> **What you should do**:
Render the following lines as a numbered list, skipping any blank lines.

> **Material to process**:
────────────────────

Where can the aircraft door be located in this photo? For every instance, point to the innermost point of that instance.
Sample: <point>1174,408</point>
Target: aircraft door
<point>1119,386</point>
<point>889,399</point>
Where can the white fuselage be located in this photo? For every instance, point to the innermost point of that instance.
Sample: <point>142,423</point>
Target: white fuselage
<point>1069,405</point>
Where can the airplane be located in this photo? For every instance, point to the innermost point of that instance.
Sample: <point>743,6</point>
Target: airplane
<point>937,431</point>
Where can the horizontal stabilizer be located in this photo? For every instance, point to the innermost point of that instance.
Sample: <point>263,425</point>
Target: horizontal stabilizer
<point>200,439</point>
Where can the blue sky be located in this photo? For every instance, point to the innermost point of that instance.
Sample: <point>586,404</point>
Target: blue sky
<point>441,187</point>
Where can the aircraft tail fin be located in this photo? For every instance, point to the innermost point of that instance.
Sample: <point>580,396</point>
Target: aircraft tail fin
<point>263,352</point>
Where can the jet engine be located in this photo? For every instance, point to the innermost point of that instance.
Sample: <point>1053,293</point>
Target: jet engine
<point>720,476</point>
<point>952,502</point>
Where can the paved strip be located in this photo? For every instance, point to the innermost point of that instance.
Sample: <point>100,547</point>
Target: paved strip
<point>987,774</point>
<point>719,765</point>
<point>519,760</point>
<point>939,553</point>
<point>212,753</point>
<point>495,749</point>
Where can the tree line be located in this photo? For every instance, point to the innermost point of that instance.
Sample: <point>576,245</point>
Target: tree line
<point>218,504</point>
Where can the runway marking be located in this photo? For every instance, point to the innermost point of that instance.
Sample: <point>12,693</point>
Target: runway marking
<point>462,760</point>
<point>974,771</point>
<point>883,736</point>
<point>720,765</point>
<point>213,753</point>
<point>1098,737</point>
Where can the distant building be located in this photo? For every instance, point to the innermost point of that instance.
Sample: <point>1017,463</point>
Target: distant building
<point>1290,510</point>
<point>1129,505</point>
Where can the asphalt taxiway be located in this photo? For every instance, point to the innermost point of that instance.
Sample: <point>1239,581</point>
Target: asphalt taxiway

────────────────────

> **Solved exercise**:
1. Where can the aircraft door be located in this photo? For every instance, point to the innermost point of that instance.
2. Sample: <point>1174,408</point>
3. Target: aircraft door
4. <point>1119,386</point>
5. <point>889,399</point>
6. Where can the white fuselage be located in this photo? For every instance, point to the innermost point of that instance.
7. Sample: <point>142,423</point>
8. Target: white fuselage
9. <point>1069,405</point>
10. Where can the airplane be located in this photo? For every instance, point to the innermost point of that instance.
11. Sample: <point>743,6</point>
12. Target: airplane
13. <point>937,431</point>
14. Where can the horizontal stabilizer be located in this photo? For every instance, point to the innermost point of that instance.
15. Sample: <point>263,425</point>
16. Target: horizontal stabilizer
17. <point>200,439</point>
18. Where can the blue sky be located in this photo? For every instance, point to the innermost point of that instance.
19. Sample: <point>586,404</point>
20. Target: blue sky
21. <point>441,187</point>
22. Where can the aircraft tail fin be located in this photo? For every instance, point to the innermost point of that instance.
23. Sample: <point>580,396</point>
24. Target: aircraft tail fin
25. <point>263,352</point>
26. Where can the jet engine be located in this photo? For every instance, point to the innermost point of that instance.
27. Sample: <point>1053,293</point>
28. Target: jet engine
29. <point>720,476</point>
30. <point>952,502</point>
31. Where can the paved strip be located in this photo? For every instance, point to the innermost point of that instance.
32. Sample: <point>100,547</point>
33. Target: paved strip
34. <point>987,774</point>
35. <point>719,765</point>
36. <point>519,760</point>
37. <point>939,553</point>
38. <point>212,753</point>
39. <point>495,749</point>
40. Where can the tree line be located in this photo? For every instance, point to the innermost point of that instance.
41. Sample: <point>576,245</point>
42. Target: tree line
43. <point>218,504</point>
44. Where can the runway marking be located in this photo? For every instance, point to the innermost point of that instance.
45. Sample: <point>12,693</point>
46. Target: runway marking
47. <point>462,760</point>
48. <point>974,771</point>
49. <point>883,736</point>
50. <point>720,765</point>
51. <point>213,753</point>
52. <point>1098,737</point>
53. Where can the distant building be located in this photo? For every instance, point to the innermost point of that instance.
54. Sample: <point>1017,463</point>
55. Target: distant building
56. <point>1290,510</point>
57. <point>1129,505</point>
58. Where can the asphalt taxiway be located in this photo? For every instance, point to the innermost point of that instance.
59. Sample: <point>1239,581</point>
60. Target: asphalt taxiway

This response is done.